▶ _Instrução da tarefa A_: Redigite, no texto sobre a abolição do Parágrafo 219, o trecho de "Embora o Parágrafo 219" até "acompanhar a votação.", sem alterar nenhuma palavra.
▶ _Instrução da tarefa B_: Estenda o texto sobre a abolição do Parágrafo 219 a partir do ponto em que ele termina.

▶ _Texto para análise_:
O Bundestag (câmara baixa do Parlamento alemão) aprovou nesta sexta-feira (24/06) um projeto de lei para alterar o Código Penal e permitir que os médicos do país não sofram mais restrições para informar sobre a oferta de serviços de aborto. A mudança facilita, portanto, o acesso a informações para mulheres que desejam interromper a gravidez.

O Bundestag aprovou a abolição do Parágrafo 219 do Código Penal –  uma antiga lei de 1933, que entrou em vigor durante a era nazista e foi parcialmente reformada em 2019. Esse parágrafo proibia médicos de anunciarem os tipos de procedimento de aborto oferecidos ou publicarem informações sobre período de recuperação ou potenciais riscos.

Embora o Parágrafo 219 tenha sido reformado em 2019, permitindo médicos de listarem o procedimento em seus sites, eles ainda não podiam fornecer detalhes.

A alteração do Código Penal foi aprovada pela grande maioria do Bundestag. Apenas as bancadas do ultradireitista Alternativa para a Alemanha (AFD) e dos conservadores da União Democrata Cristã (CDU) e da União Social Cristã (CSU) votaram contra a proposta.

Os parlamentares aprovaram ainda a anulação de multas aplicadas a médicos que foram condenados com base o Parágrafo 219. Uma das beneficiárias será a médica Kristina Hänel, que realiza abortos há 30 anos, foi condenada em 2017 a pagar uma multa de 6 mil euros (R$ 32 mil) por listar o procedimento no site de seu consultório. O caso gerou um acalorado debate no país. Hänel e outros médicos e médicas estiveram no Bundestag nesta sexta para acompanhar a votação.

▶ _Extrato de dados_:
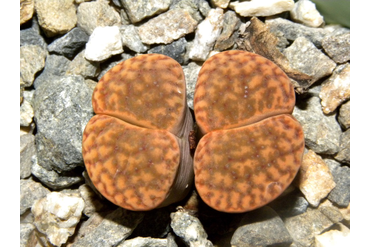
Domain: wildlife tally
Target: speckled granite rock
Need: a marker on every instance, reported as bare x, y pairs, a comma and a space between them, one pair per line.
62, 110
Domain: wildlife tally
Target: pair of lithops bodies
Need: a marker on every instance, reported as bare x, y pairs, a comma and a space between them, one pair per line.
136, 147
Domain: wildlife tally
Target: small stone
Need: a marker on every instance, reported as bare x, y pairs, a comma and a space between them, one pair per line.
140, 241
204, 7
108, 230
26, 233
31, 36
220, 3
53, 179
69, 44
32, 60
206, 35
97, 14
27, 153
341, 194
261, 8
291, 31
26, 113
304, 227
322, 132
315, 179
175, 50
289, 205
336, 89
62, 109
80, 66
130, 38
91, 199
191, 72
57, 216
103, 43
56, 16
106, 67
193, 7
337, 238
338, 47
304, 11
263, 227
305, 57
55, 66
26, 10
344, 117
189, 229
331, 212
344, 154
30, 191
139, 10
228, 35
167, 27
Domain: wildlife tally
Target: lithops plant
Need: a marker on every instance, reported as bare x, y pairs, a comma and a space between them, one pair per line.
136, 148
251, 147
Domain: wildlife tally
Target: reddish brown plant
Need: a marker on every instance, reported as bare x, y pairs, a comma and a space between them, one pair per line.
136, 148
251, 147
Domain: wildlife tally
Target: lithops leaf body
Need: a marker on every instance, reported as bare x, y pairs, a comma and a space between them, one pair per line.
251, 147
135, 148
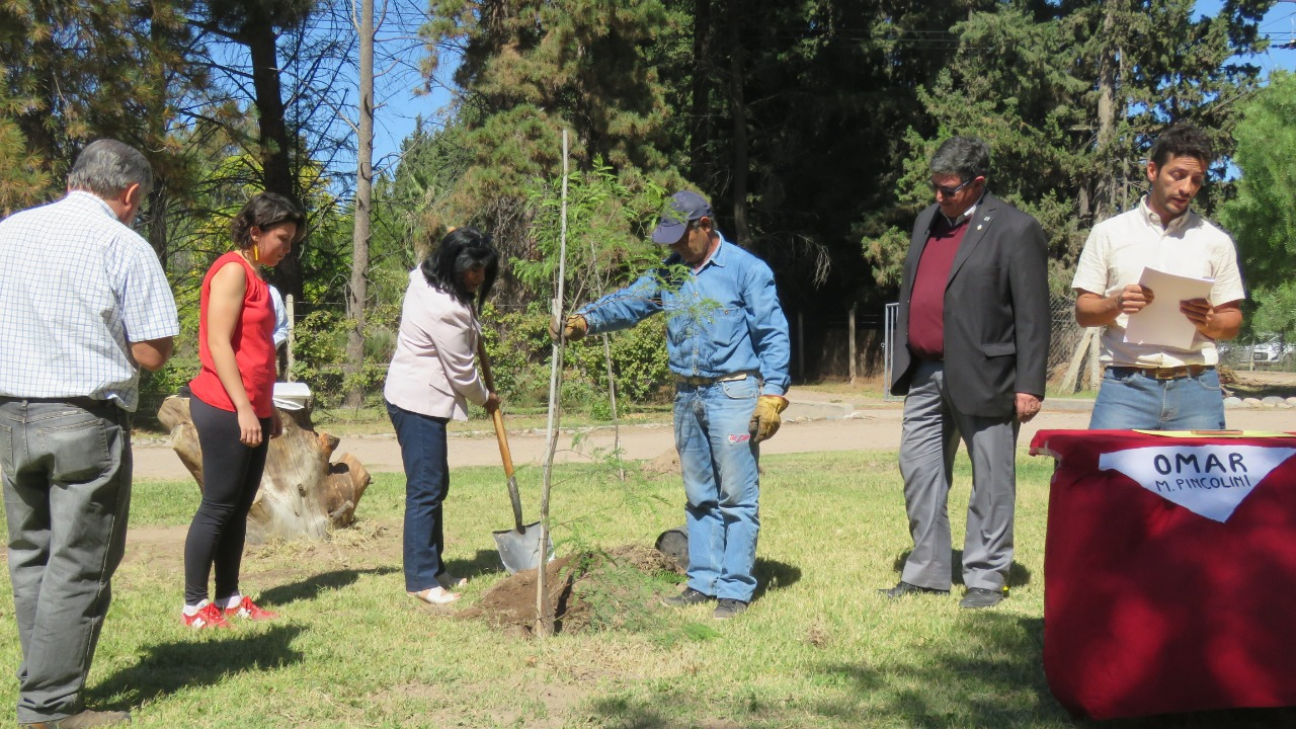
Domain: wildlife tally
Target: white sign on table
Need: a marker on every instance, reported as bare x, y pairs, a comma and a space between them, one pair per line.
1209, 480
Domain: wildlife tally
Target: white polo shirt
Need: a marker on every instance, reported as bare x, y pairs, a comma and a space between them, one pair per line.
77, 288
1120, 248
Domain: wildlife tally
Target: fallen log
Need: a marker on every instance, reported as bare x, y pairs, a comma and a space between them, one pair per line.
302, 493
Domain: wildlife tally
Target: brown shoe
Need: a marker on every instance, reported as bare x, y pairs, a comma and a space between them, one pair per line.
84, 720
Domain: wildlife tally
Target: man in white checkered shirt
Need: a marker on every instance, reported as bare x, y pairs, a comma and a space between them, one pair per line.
83, 304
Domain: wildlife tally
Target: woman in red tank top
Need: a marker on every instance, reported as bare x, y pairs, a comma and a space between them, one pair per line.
232, 406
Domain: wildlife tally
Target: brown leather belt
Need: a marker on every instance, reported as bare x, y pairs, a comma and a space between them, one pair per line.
1169, 372
700, 382
83, 402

▶ _Resposta da tarefa A_:
Embora o Parágrafo 219 tenha sido reformado em 2019, permitindo médicos de listarem o procedimento em seus sites, eles ainda não podiam fornecer detalhes.

A alteração do Código Penal foi aprovada pela grande maioria do Bundestag. Apenas as bancadas do ultradireitista Alternativa para a Alemanha (AFD) e dos conservadores da União Democrata Cristã (CDU) e da União Social Cristã (CSU) votaram contra a proposta.

Os parlamentares aprovaram ainda a anulação de multas aplicadas a médicos que foram condenados com base o Parágrafo 219. Uma das beneficiárias será a médica Kristina Hänel, que realiza abortos há 30 anos, foi condenada em 2017 a pagar uma multa de 6 mil euros (R$ 32 mil) por listar o procedimento no site de seu consultório. O caso gerou um acalorado debate no país. Hänel e outros médicos e médicas estiveram no Bundestag nesta sexta para acompanhar a votação.

▶ _Resposta da tarefa B_:
"Absurdo e desatualizado"

Durante o debate antes da votação, o ministro alemão da Justiça, Marco Buschmann, que apresentou o projeto de lei, afirmou que o Parágrafo 219 era "absurdo e desatualizado". O político do Partido Liberal Democrático (FDP) ressaltou ainda que a mudança não significa a permissão de fazer propaganda comercial de aborto.

A ministra alemã da Família, Lisa Paus, pontuou que a alteração permite a divulgação de informações, garantindo o acesso à informação para mulheres que buscam o procedimento.

"Hoje é um grande dia para médicas e médicos e para as mulheres afetadas", comemorou a ministra. "A saúde e a autodeterminação das mulheres são direitos humanos", disse a política do Partido Verde, acrescentando que toda a legislação referente ao aborto deve ser revista.

Atualmente, a situação legal do aborto na Alemanha é complicada. Segundo o Parágrafo 218 do Código Penal, uma mulher que interrompe a gravidez pode ser condenada a até três anos de prisão. No entanto, uma emenda modifica a lei: segundo o texto, o ato é tolerado se for realizado até a 12ª semana e a mulher consultar um conselheiro sobre sua decisão e marcar a intervenção para pelo menos três dias após a sessão.

O aborto também não é crime se a gestação coloca a saúde da mãe em risco ou se foi provocada por estupro. Após a 12ª semana, contudo, a interrupção é ilegal, a menos que se constatem circunstâncias médicas imprevistas.

O projeto de lei aprovado nesta sexta-feira pelo Bundestag ainda precisa da aprovação formal do Bundesrat, a câmara alta do Parlamento alemão, mas já pode entrar em vigor antes disso.